Text for analysis –
^^^^^^^^^^^^^^^^
Winning by deletion
Seth Godin had a great point in his blog today:
"If you need to get your audacious proposal/clever ad/new project past your boss, go ahead and add some gratuitous brackets here and {there}.
"Hey, what are these weird brackets doing here," she might say.
"Oh, I like them. I think they add drama to the headline."
"Take them out!"
Giving in early makes it easier to keep the important stuff in later."
This is so true and reminds me of my own experience. For review teams in Pharma, I used to try similar distraction activities by writing in British English here and there in marketing materials. The team would diligently focus on, and pour over such stuff, determined not to miss one.
This was very useful because, you've guessed it, there was less focus on what I considered to be the more important stuff. And if a British spelling sneaked through, it made me delightfully happy and the team doubly focused on it the next time 🙂 Everyone was a winner.Posted via email from sally church’s posterous
7 Responses to “Winning by deletion”
I thought that Seth’s post was a little sad in that it promotes being deceptive to your boss.
If as an employee, you need to use a tactic to get information ‘past’ your boss then you are not being open with them.
Maybe the answer is not about coming with distraction activities, but focusing on how to best explain your proposal so that you will have your boss’s support.
I see your point, Sean, but not sure it was meant in that way at all.
We’ve all had bosses who nit pick or focus on changes for the sake of changes sometimes.
For me, I’ve always tried to explain concepts up front regarding what our goals and intentions were with review committees and always be flexible to other ideas or different approaches to achieve the same end.
Thanks for the reply! I agree about having nit picky bosses that only focus on changes is annoying, but wouldn’t the solution be to address that issue and not work around it?
I am probably being too idealistic 🙂
I must say I agree with maverick on this one. Sometimes people have differences in opinion and this is just a light hearted way to try and get your view across. It’s certainly not meant in a deceptive way, in fact its probably something that people can have a bit of fun with.
I guess I have read into this wrong…
I thought ‘distraction activities’ meant that you were writing in British English on purpose to focus the reviewers attention off of your ‘more important stuff’.
^^^^^^^^^^^^^^^^
Problems and tasks –
A) Say whether each statement below agrees with the blog post. Answer yes or no and quote the words from the blog post that decide it.
(i) The author used British English in marketing materials as a distraction for review teams in Pharma.
(ii) The author was upset when a British spelling got past the team.
(iii) The blog post shows five responses.
B) Extract the passage of the blog post starting at "Thanks for the" and ending at "your ‘more important stuff’.".
^^^^^^^^^^^^^^^^
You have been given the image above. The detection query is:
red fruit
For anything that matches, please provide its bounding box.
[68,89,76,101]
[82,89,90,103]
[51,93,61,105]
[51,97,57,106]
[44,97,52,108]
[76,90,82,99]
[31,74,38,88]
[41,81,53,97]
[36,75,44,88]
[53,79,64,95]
^^^^^^^^^^^^^^^^
Answer set –
A)
(i) Yes: "I used to try similar distraction activities by writing in British English here and there in marketing materials"
(ii) No: "if a British spelling sneaked through, it made me delightfully happy"
(iii) No: "7 Responses to “Winning by deletion”"

B)
Thanks for the reply! I agree about having nit picky bosses that only focus on changes is annoying, but wouldn’t the solution be to address that issue and not work around it?
I am probably being too idealistic 🙂
I must say I agree with maverick on this one. Sometimes people have differences in opinion and this is just a light hearted way to try and get your view across. It’s certainly not meant in a deceptive way, in fact its probably something that people can have a bit of fun with.
I guess I have read into this wrong…
I thought ‘distraction activities’ meant that you were writing in British English on purpose to focus the reviewers attention off of your ‘more important stuff’.